##### Entries provided #####
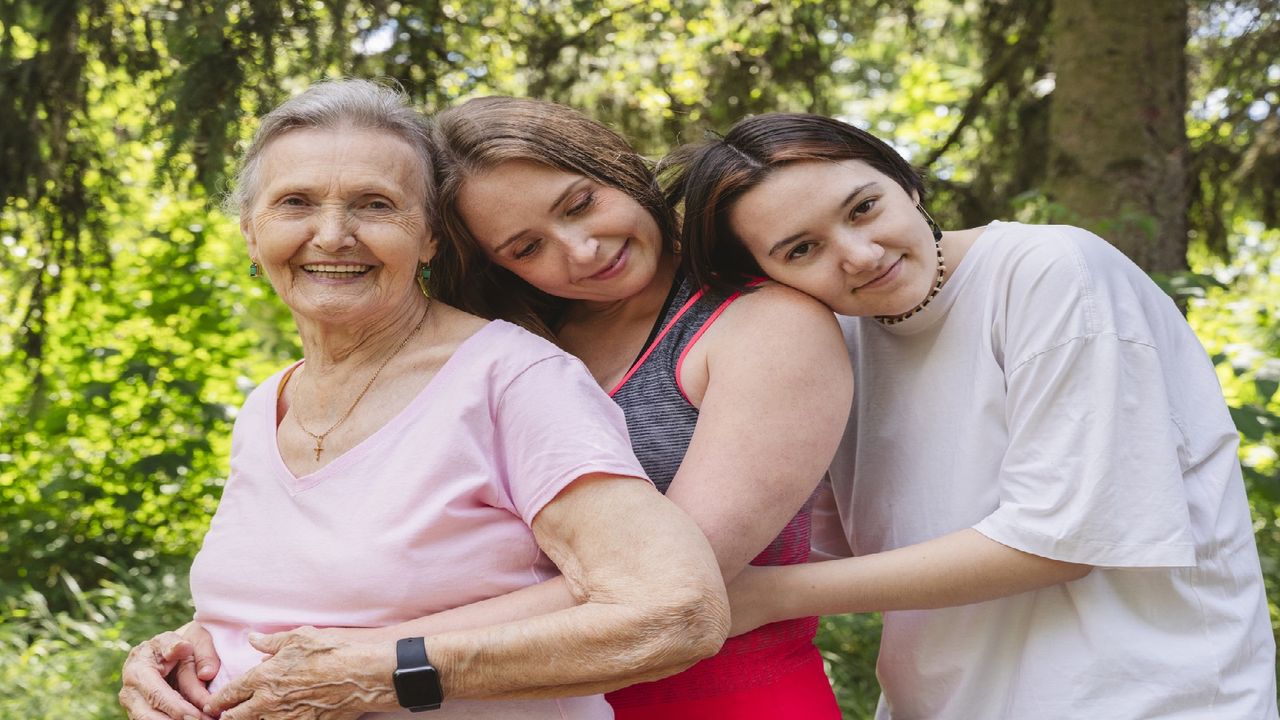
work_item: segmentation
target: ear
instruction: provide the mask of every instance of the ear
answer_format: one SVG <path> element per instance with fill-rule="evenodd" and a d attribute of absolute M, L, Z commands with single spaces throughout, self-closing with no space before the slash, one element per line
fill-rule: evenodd
<path fill-rule="evenodd" d="M 243 215 L 240 216 L 240 234 L 244 236 L 244 244 L 249 249 L 249 257 L 254 262 L 257 262 L 258 238 L 253 233 L 253 223 Z"/>
<path fill-rule="evenodd" d="M 427 230 L 427 237 L 422 241 L 422 252 L 418 254 L 418 262 L 423 265 L 431 264 L 431 259 L 436 256 L 436 250 L 438 247 L 439 246 L 436 243 L 436 234 Z"/>
<path fill-rule="evenodd" d="M 917 204 L 917 205 L 919 205 L 919 204 L 920 204 L 920 191 L 919 191 L 919 190 L 912 190 L 912 191 L 911 191 L 911 202 L 913 202 L 913 203 L 915 203 L 915 204 Z"/>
#####
About this task. Leave the pictures out and reproduce each record exactly as written.

Your solution.
work_item: segmentation
target: ear
instruction: provide the mask of every instance of the ear
answer_format: one SVG <path> element per instance with fill-rule="evenodd" and a d attribute of absolute M, L, Z commands with single spaces throughout, self-closing with no space before the slash, one element per line
fill-rule: evenodd
<path fill-rule="evenodd" d="M 243 215 L 240 216 L 240 234 L 244 236 L 244 244 L 249 249 L 249 257 L 254 262 L 257 262 L 258 238 L 253 233 L 253 223 Z"/>
<path fill-rule="evenodd" d="M 427 230 L 427 237 L 422 241 L 422 252 L 418 254 L 418 262 L 423 265 L 431 264 L 431 259 L 436 256 L 436 250 L 438 247 L 439 246 L 436 243 L 436 234 Z"/>
<path fill-rule="evenodd" d="M 917 204 L 917 205 L 919 205 L 919 204 L 920 204 L 920 191 L 919 191 L 919 190 L 912 190 L 912 191 L 911 191 L 911 202 L 913 202 L 913 203 L 915 203 L 915 204 Z"/>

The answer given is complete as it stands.